§ **AUSGANGSTEXT**
+--
Nachdem „You‘ll never walk alone“ eingespielt wird, folgte das neue „Laune der Natour“-Intro. Der eine oder andere kennt dieses schon von den Warm-Up Gigs. Die Jungs kommen auf die Bühne gelaufen und eröffneten gleich als Übergang mit „Laune der Natur“ - dem Titellied des aktuellen Albums. Gefolgt von einer Mischung aus Evergreens wie „Auswärtsspiel“, „Du lebst nur einmal“ und „Niemals einer Meinung“ nimmt das Ganze immer mehr Fahrt auf. Natürlich durften auch die altbewährten Hits „Bonnie & Clyde“, „Alles aus Liebe“ oder „Hier kommt Alex“ nicht fehlen. Um etwas Abwechslung zu schaffen, haben sich Die Toten Hosen ein paar Streicher und die Pianistin Esther für die Tour eingepackt. Teilweise werden mit denen ein paar alte Lieder neu arrangiert, teilweise Klassiker wie „Hey Jude“ und „TNT“ gecovert. Highlights für mich sind an dem Abend ganz klar: „Unsterblich“, „Verschwende deine Zeit“ und ein Lied, welches leider nicht an Aktualität verliert: „Willkommen in Deutschland“
Nach der dritten Zugabe, einem guten und erfrischenden Mix aus 35 alten und neuen Liedern, wird dann das Konzert mit „You‘ll Never Walk Alone“ beendet. Der Abend hat alles, was man sich wünscht: Eine Rampensau namens Campino, der das ein oder andere Mal im Publikum und auf dem Tresen performt. Den Rest der Band, der auch nicht stillstehen kann und voller Euphorie das Publikum begeistert – ein selbiges, welches getreu dem Motto „Einer für alle“ auf sich aufpasst und gemeinsam feiert. Nicht zu vergessen die Gastmusiker, die dafür sorgen, dass selbst alte Lieder nicht langweilig werden. Und außerdem bleibt es trocken. Jedenfalls von oben.
Die Setlist sollte allerdings am zweiten Tag noch übertroffen werden. Am Folgetag haben die Hosen The Baboon Show, The Vaccines und The Hives auf der Bühne. Während The Baboon Show großartig ablieferten, bestätigen The Vaccines leider meine Meinung vom gestrigen Tag. Tierisch gefreut hatte ich mich auf The Hives. Leider klingt das, was die da veranstalten, irgendwie so wie Billy Talents frühere Livekonzerte, gepaart mit den Soundeskapaden, die Rise Against letztes Jahr hatten. Schade, da The Hives eigentlich eine großartige Liveband sind.
+--
§ **DATENSATZ**
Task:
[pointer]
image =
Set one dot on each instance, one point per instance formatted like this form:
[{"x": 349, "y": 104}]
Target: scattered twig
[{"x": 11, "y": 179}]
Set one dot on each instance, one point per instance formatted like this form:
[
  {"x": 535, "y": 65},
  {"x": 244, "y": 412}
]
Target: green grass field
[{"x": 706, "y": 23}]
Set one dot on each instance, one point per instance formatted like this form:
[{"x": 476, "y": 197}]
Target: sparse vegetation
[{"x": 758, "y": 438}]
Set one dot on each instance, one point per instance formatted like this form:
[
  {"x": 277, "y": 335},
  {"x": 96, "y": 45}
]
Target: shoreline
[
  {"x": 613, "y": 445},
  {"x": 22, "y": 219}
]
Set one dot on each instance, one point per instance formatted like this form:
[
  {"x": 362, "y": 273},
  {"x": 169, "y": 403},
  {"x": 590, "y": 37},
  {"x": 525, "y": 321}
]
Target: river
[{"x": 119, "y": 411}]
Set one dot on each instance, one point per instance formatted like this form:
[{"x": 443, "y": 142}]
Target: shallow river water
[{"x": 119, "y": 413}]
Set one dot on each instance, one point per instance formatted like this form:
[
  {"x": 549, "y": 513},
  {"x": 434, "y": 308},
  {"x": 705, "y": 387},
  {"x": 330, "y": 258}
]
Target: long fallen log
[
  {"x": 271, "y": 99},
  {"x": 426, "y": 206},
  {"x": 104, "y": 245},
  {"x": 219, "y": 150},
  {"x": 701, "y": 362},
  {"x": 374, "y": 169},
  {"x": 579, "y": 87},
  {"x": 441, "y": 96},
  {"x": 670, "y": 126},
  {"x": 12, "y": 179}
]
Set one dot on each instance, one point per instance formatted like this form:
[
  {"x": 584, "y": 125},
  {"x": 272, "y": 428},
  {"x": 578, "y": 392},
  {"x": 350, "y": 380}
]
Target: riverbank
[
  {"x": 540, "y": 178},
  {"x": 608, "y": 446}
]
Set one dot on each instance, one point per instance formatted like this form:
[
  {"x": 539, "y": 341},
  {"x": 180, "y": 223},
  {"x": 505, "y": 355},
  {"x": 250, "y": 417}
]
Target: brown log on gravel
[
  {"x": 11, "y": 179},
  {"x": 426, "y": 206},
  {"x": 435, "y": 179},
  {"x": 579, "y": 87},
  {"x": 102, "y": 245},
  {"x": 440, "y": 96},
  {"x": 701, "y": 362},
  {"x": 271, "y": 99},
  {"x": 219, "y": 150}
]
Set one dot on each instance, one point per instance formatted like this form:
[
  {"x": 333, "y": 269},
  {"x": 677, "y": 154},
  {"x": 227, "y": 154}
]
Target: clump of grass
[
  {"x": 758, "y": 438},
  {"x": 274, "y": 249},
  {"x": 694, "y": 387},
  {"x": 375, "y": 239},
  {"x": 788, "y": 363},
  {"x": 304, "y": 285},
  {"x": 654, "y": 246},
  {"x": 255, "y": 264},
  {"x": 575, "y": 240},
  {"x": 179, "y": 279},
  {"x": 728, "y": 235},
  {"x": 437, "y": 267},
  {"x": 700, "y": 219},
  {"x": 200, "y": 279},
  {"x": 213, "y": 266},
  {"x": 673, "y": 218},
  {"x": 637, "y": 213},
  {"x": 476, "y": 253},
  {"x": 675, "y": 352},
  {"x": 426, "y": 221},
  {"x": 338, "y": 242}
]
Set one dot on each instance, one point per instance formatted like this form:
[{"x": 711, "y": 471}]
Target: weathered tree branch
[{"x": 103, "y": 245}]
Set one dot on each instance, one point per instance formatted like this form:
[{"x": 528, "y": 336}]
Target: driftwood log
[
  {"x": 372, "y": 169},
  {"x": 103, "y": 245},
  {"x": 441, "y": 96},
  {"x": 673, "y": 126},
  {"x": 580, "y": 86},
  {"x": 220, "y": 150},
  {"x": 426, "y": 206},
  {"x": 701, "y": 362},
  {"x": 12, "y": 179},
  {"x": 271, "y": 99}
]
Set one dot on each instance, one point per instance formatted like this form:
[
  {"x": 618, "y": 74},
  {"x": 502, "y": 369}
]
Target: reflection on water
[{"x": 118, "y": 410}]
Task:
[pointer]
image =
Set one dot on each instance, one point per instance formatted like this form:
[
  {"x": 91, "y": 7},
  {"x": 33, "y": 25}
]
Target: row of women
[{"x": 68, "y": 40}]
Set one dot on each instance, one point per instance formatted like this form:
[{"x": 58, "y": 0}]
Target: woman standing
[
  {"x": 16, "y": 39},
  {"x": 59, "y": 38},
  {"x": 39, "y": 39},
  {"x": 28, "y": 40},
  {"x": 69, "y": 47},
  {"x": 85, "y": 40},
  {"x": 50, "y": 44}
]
+--
§ **AUFGABE**
Wen haben Die Toten Hosen laut dem Konzertbericht für die Tour eingepackt, um etwas Abwechslung zu schaffen?

§ **SCHRIFTLICHE LÖSUNG**
Ein paar Streicher und die Pianistin Esther.